→ Текст для разбора
------------------------------------------------------------------------
От отчаянья врачи распорядились, чтобы пациенты и медсестры собирали съедобные травы на лугах и среди руин. Посылался каждый, кто без посторонней помощи мог ходить в туалет, ведь речь снова шла о жизни и смерти. Таким образом, я, еще очень слабый, начал совершать свои первые прогулки. Если что и было хорошо, так это то, что я наконец узнал, что крапиву, сныть, лебеду и одуванчик можно есть. Из собранной за день травы варили суп. Уменьшило ли это смертность, не знаю. Мама все сильнее уставала и все больше нуждалась в моей помощи. Она страшно переутомилась. Добывать пищу на троих стало делом невозможным. Почти чудом было уже то, что до сих пор ей удавалось обеспечивать себя и отца и что-то приносить и мне. Поэтому задолго до своего окончательного выздоровления я покинул больницу и вернулся «на волю».
------------------------------------------------------------------------
→ Извлечённые записи
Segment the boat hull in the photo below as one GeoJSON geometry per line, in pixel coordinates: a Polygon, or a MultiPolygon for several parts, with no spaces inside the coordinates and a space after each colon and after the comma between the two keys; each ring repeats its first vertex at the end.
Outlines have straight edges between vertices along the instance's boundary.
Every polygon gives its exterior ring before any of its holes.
------------------------------------------------------------------------
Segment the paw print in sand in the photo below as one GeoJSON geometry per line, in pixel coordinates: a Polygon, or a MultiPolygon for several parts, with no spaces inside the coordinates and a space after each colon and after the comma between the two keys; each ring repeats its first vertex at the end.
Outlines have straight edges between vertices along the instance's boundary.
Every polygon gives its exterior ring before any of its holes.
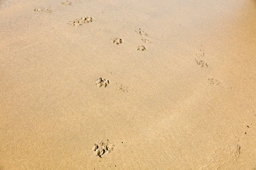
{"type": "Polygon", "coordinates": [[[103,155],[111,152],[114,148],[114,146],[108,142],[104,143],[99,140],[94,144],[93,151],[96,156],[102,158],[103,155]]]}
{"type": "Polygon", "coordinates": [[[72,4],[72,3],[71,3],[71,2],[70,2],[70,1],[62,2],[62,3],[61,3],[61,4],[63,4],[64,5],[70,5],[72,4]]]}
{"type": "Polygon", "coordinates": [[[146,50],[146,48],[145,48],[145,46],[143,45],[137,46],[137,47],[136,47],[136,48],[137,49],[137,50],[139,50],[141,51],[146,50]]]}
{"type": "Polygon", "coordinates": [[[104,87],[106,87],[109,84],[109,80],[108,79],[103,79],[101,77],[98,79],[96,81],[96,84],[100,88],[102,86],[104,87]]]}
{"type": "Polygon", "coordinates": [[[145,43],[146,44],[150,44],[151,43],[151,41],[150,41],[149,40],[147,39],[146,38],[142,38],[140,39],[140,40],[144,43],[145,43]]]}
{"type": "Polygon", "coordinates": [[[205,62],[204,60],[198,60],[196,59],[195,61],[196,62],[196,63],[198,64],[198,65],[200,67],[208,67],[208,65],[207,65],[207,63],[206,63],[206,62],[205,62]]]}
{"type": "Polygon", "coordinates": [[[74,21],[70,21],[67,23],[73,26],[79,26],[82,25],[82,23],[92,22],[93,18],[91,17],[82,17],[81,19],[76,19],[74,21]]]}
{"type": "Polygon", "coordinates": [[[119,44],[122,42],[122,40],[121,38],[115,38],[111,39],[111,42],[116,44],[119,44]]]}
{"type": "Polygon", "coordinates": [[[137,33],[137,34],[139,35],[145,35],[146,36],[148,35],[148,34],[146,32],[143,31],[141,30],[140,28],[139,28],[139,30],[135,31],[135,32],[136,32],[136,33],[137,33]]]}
------------------------------------------------------------------------
Проверьте, пожалуйста, соответствует ли каждое утверждение тексту для разбора, и ответьте «да» или «нет» с точной цитатой решающих слов текста.
1. Суп варили из травы, собранной за день.
2. Рассказчик знает, что травяной суп снизил смертность.
3. Рассказчик оставался в больнице до полного выздоровления.

1. Да: «Из собранной за день травы варили суп».
2. Нет: «Уменьшило ли это смертность, не знаю».
3. Нет: «задолго до своего окончательного выздоровления я покинул больницу».